§ **Passage**
FORT MYERS, Fla. -- For now, he wears No. 76 and sits near the front of the Red Sox's clubhouse in Spring Training, near all the other Minor League players.

But it's easy to imagine Jose Iglesias occupying a more central location at this time next year with a much lower number on his jersey. Even in his current location in the clubhouse, Iglesias manages to stay in the middle of the action.

On just about any morning, Dustin Pedroia will walk by and say something to him. David Ortiz has also taken the kid under his wing. They talk to him and joke with him, because they like him and have a pretty good idea where he is headed.

Iglesias is the Red Sox's shortstop of the future, probably the near future. It's been said too often for it not to be true, right? That would seem like a lot of pressure for any prospect to bear, but Iglesias, who defected from Cuba in 2009, relishes the expectations, and the "shortstop of the future" moniker.

"No pressure," said Iglesias, comfortable enough with English that he speaks without an interpreter. "That's my goal. I came into this country a year ago, and I'm very excited about that. No pressure. All I know is playing baseball. I feel great when people say that. I want to do that for my family, for my team, for myself, for everyone."

Even the man who holds the job now -- the same man who has a dual option for next season -- suspects the forecasts of Iglesias' arrival date to be more fact than speculation.

"It depends on him," said shortstop Marco Scutaro. "But I think if he goes down there [to the Minors] this year and gets 400 or 500 at-bats and he plays good, I think he should be ready for 2012."

And if Iglesias, who is ranked 42nd in the annual MLB.com Top 50 Prospects list, does make it by then, there are few people around the Red Sox he will thank more than Scutaro.

§ **Written tasks**
a) Does each statement agree with the article on Jose Iglesias? (i) Iglesias needs an interpreter to speak. (ii) Iglesias defected from Cuba in 2009. (iii) Iglesias is ranked 50th on the MLB.com Top 50 Prospects list.
b) Can you reproduce the article on Jose Iglesias word for word, starting at "But it's easy" and ending at "he is headed."?

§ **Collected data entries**
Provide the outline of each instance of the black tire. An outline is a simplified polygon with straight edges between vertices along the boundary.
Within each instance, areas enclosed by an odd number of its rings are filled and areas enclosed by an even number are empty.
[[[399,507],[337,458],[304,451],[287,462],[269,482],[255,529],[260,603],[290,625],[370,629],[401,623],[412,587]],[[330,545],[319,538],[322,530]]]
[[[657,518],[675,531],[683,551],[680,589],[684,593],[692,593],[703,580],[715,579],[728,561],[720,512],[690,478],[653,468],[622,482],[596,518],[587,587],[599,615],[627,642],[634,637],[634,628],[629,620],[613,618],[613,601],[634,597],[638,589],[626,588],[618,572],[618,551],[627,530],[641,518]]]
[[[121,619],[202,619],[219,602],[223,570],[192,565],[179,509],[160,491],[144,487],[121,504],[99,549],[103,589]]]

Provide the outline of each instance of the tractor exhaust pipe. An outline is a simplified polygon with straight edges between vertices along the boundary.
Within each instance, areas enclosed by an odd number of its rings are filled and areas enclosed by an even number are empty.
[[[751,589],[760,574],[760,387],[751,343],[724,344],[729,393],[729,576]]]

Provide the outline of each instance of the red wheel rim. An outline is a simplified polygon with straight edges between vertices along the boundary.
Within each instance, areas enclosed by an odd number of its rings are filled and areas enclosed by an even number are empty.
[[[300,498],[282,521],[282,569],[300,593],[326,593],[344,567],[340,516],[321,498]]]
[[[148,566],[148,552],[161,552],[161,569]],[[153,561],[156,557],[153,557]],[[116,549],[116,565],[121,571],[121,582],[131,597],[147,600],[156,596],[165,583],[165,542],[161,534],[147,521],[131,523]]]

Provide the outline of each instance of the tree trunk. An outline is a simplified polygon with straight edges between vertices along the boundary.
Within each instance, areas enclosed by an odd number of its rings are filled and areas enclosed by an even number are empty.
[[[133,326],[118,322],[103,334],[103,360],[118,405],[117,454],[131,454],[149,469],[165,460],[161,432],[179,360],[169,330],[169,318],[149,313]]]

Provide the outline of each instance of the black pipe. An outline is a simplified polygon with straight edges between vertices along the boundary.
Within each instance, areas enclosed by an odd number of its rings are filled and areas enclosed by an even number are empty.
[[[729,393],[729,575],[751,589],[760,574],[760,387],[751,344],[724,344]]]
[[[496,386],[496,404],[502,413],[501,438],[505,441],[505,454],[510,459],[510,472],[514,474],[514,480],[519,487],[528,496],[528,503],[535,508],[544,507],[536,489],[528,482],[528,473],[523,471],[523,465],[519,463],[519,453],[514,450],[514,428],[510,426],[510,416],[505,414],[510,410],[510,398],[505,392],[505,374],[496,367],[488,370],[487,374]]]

§ **Final results**
a)
(i) No: "comfortable enough with English that he speaks without an interpreter"
(ii) Yes: "who defected from Cuba in 2009"
(iii) No: "who is ranked 42nd in the annual MLB.com Top 50 Prospects list"

b)
But it's easy to imagine Jose Iglesias occupying a more central location at this time next year with a much lower number on his jersey. Even in his current location in the clubhouse, Iglesias manages to stay in the middle of the action.

On just about any morning, Dustin Pedroia will walk by and say something to him. David Ortiz has also taken the kid under his wing. They talk to him and joke with him, because they like him and have a pretty good idea where he is headed.